### [CHALLENGE]
Write out every entry exactly as it stands.

Bounding-box records:
____________________

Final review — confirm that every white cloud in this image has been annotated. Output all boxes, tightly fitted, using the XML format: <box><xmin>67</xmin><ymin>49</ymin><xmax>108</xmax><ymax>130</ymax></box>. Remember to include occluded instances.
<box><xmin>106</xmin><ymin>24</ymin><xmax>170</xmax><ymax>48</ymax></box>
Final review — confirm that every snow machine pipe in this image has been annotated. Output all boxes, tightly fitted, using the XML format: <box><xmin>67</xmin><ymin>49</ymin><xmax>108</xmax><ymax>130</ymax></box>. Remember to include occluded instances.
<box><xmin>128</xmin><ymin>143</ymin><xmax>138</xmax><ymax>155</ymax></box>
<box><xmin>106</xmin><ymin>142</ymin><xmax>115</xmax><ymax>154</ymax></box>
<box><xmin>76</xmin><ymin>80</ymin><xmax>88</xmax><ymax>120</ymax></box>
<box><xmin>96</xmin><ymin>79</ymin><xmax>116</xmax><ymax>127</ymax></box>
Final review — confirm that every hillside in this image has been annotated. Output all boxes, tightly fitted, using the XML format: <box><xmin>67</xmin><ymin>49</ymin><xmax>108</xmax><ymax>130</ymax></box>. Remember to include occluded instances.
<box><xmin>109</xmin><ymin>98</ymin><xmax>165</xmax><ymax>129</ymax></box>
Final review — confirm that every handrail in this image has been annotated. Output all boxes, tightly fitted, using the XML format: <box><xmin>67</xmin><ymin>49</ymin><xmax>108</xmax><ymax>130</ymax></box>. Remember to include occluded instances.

____________________

### [RESULT]
Final review — confirm that every white cloud in this image has been annotated. Output all boxes, tightly fitted, using the XML format: <box><xmin>67</xmin><ymin>49</ymin><xmax>108</xmax><ymax>130</ymax></box>. Remember to include occluded instances.
<box><xmin>106</xmin><ymin>24</ymin><xmax>170</xmax><ymax>48</ymax></box>
Final review — confirm that every snow machine pipe in this image has been annotated. Output all boxes, tightly fitted, using the XML format: <box><xmin>67</xmin><ymin>49</ymin><xmax>108</xmax><ymax>130</ymax></box>. Remember to include occluded instances.
<box><xmin>128</xmin><ymin>143</ymin><xmax>138</xmax><ymax>155</ymax></box>
<box><xmin>106</xmin><ymin>142</ymin><xmax>115</xmax><ymax>154</ymax></box>
<box><xmin>76</xmin><ymin>80</ymin><xmax>88</xmax><ymax>120</ymax></box>
<box><xmin>96</xmin><ymin>79</ymin><xmax>116</xmax><ymax>127</ymax></box>
Final review — confirm that every hillside in this image has been annotated. Output all boxes, tightly fitted, using the XML format: <box><xmin>67</xmin><ymin>49</ymin><xmax>108</xmax><ymax>130</ymax></box>. Remember to include occluded instances.
<box><xmin>109</xmin><ymin>98</ymin><xmax>165</xmax><ymax>129</ymax></box>
Final review — confirm that every handrail in this image has been annotated. Output all boxes, tightly fitted, using the XML format: <box><xmin>67</xmin><ymin>49</ymin><xmax>108</xmax><ymax>130</ymax></box>. Remember to include occluded instances.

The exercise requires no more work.